:: Records for the task
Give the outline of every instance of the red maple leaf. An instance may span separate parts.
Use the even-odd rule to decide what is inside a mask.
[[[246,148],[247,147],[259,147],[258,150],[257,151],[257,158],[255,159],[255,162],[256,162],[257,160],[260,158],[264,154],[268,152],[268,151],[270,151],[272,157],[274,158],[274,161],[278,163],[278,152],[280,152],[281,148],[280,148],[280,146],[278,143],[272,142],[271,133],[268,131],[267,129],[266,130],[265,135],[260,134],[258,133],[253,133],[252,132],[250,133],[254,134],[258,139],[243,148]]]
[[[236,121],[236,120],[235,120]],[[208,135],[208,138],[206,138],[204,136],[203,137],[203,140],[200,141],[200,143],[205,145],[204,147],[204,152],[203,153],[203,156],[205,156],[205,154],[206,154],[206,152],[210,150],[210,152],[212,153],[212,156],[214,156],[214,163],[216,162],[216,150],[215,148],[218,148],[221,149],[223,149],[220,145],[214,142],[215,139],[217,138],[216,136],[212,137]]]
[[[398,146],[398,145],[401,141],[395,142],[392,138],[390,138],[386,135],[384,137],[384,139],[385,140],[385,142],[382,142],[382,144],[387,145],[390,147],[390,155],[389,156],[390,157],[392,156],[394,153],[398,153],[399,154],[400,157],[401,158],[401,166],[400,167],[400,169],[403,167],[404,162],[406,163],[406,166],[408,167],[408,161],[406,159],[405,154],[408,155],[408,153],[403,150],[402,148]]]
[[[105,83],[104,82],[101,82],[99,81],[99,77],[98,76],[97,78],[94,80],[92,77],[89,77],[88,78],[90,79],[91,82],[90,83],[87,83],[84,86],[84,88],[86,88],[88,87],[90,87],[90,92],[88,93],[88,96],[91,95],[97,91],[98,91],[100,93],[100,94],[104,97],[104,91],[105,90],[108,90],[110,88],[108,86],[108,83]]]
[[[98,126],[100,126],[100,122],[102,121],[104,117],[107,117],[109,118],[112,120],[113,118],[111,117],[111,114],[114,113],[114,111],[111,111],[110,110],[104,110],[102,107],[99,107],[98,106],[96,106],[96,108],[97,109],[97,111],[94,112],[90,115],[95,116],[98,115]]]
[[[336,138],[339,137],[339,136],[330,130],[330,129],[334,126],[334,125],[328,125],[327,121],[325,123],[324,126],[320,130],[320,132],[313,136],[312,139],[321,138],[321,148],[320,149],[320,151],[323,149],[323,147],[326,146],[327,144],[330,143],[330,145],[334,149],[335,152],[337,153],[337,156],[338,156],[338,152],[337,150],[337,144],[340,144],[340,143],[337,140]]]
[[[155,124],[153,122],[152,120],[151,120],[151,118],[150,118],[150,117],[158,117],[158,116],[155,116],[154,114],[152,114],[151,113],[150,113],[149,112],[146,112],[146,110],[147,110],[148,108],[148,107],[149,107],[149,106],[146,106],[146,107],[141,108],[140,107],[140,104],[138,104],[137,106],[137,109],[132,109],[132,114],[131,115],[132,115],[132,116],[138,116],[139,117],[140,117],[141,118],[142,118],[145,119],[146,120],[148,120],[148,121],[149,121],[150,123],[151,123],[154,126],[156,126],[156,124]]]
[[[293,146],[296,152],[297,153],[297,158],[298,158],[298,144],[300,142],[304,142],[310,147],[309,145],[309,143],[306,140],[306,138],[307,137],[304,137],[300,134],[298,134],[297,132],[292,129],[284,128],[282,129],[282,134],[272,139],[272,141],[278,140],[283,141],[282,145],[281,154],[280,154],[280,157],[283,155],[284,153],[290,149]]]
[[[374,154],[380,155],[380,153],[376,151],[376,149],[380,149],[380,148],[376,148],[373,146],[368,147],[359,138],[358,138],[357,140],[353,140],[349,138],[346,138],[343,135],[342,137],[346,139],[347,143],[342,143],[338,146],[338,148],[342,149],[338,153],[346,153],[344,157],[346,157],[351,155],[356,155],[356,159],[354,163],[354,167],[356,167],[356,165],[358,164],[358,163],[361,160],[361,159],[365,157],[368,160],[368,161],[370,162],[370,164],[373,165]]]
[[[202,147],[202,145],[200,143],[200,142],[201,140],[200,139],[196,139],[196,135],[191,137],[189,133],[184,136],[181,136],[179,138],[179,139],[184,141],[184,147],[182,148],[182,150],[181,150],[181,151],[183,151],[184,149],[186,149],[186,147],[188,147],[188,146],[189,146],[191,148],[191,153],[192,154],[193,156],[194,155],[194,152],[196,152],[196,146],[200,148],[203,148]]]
::::
▸ What is expected: Rewrite every line of the data above as a JSON list of strings, one string per line, leaving out blank lines.

▸ Worked answer:
[
  "Give the outline of every instance of the red maple leaf. An instance may span separate parts.",
  "Use the even-odd rule to decide what is inside a mask.",
  "[[[246,148],[247,147],[259,147],[258,150],[257,151],[257,158],[255,159],[255,162],[256,162],[257,160],[260,158],[264,154],[268,152],[268,151],[270,151],[272,157],[274,158],[274,161],[278,163],[278,152],[280,152],[281,148],[280,148],[280,146],[278,143],[272,142],[271,133],[268,131],[267,129],[266,130],[265,135],[260,134],[258,133],[253,133],[252,132],[250,133],[254,134],[258,139],[243,148]]]",
  "[[[236,121],[236,120],[235,120]],[[208,135],[208,138],[206,138],[204,136],[203,137],[203,140],[200,141],[200,143],[205,145],[204,147],[204,152],[203,153],[203,156],[205,156],[205,154],[206,154],[206,152],[210,150],[210,152],[212,153],[212,156],[214,156],[214,163],[216,162],[216,150],[215,148],[218,148],[221,149],[223,149],[220,145],[214,142],[215,139],[217,138],[216,136],[212,137]]]",
  "[[[398,146],[398,145],[401,141],[395,142],[392,138],[390,138],[386,135],[384,137],[384,139],[385,140],[385,142],[382,142],[382,144],[387,145],[390,147],[390,155],[389,156],[390,157],[392,156],[394,153],[398,153],[399,154],[400,157],[401,158],[401,166],[400,167],[400,169],[403,167],[404,162],[406,163],[406,166],[408,167],[408,161],[406,159],[405,154],[408,155],[408,153],[403,150],[402,148]]]",
  "[[[105,83],[104,82],[101,82],[99,81],[99,77],[98,76],[97,78],[94,80],[92,77],[89,77],[88,78],[90,79],[91,82],[90,83],[87,83],[84,86],[84,88],[86,88],[88,87],[90,87],[90,92],[88,93],[88,96],[91,95],[97,91],[98,91],[100,93],[100,94],[104,97],[104,91],[105,90],[108,90],[110,88],[108,86],[108,83]]]",
  "[[[98,126],[100,126],[100,122],[102,121],[104,117],[107,117],[109,118],[112,120],[113,118],[111,117],[111,114],[114,113],[114,111],[111,111],[110,110],[104,110],[102,107],[99,107],[98,106],[96,106],[96,108],[97,109],[97,111],[94,112],[90,115],[95,116],[98,115]]]",
  "[[[336,138],[339,137],[339,136],[330,130],[330,129],[334,126],[334,125],[328,125],[327,121],[325,123],[324,126],[320,130],[320,132],[313,136],[312,139],[321,138],[321,148],[320,149],[320,151],[323,149],[323,147],[326,146],[327,144],[330,143],[330,145],[334,149],[335,152],[337,153],[337,156],[338,156],[338,152],[337,150],[337,144],[340,144],[340,143],[337,140]]]",
  "[[[155,124],[153,122],[152,120],[151,120],[151,118],[150,118],[150,117],[158,117],[158,116],[155,116],[154,114],[152,114],[151,113],[150,113],[149,112],[146,112],[146,110],[147,110],[148,108],[148,107],[149,107],[149,106],[146,106],[146,107],[141,108],[140,107],[140,104],[138,104],[137,106],[137,109],[132,109],[132,114],[131,115],[132,115],[132,116],[138,116],[139,117],[140,117],[141,118],[142,118],[145,119],[146,120],[148,120],[148,121],[149,121],[150,123],[151,123],[154,126],[156,126],[156,124]]]",
  "[[[293,146],[296,152],[297,153],[297,158],[298,158],[298,144],[300,142],[304,142],[310,147],[309,145],[309,143],[306,140],[306,138],[307,137],[304,137],[300,134],[298,134],[297,132],[292,129],[284,128],[282,129],[282,134],[272,139],[272,141],[278,140],[283,141],[282,145],[281,154],[280,154],[280,157],[283,155],[284,153],[290,149]]]",
  "[[[374,154],[380,155],[380,153],[376,151],[376,149],[380,149],[380,148],[376,148],[373,146],[368,147],[359,138],[358,138],[357,140],[353,140],[349,138],[346,138],[343,135],[342,137],[346,139],[347,143],[342,143],[338,146],[338,148],[342,149],[338,153],[346,153],[344,157],[346,157],[351,155],[356,155],[356,159],[354,163],[354,167],[356,167],[356,165],[358,164],[358,163],[361,160],[361,159],[365,157],[368,160],[368,161],[370,162],[370,164],[373,165]]]",
  "[[[202,147],[202,145],[200,143],[200,142],[201,140],[200,139],[196,139],[196,135],[191,137],[189,133],[184,136],[181,136],[179,138],[179,139],[184,141],[184,147],[182,148],[182,150],[181,150],[181,151],[183,151],[184,149],[186,149],[186,147],[188,147],[188,146],[189,146],[191,148],[191,153],[192,154],[193,156],[194,155],[194,152],[196,152],[196,146],[200,148],[203,148]]]"
]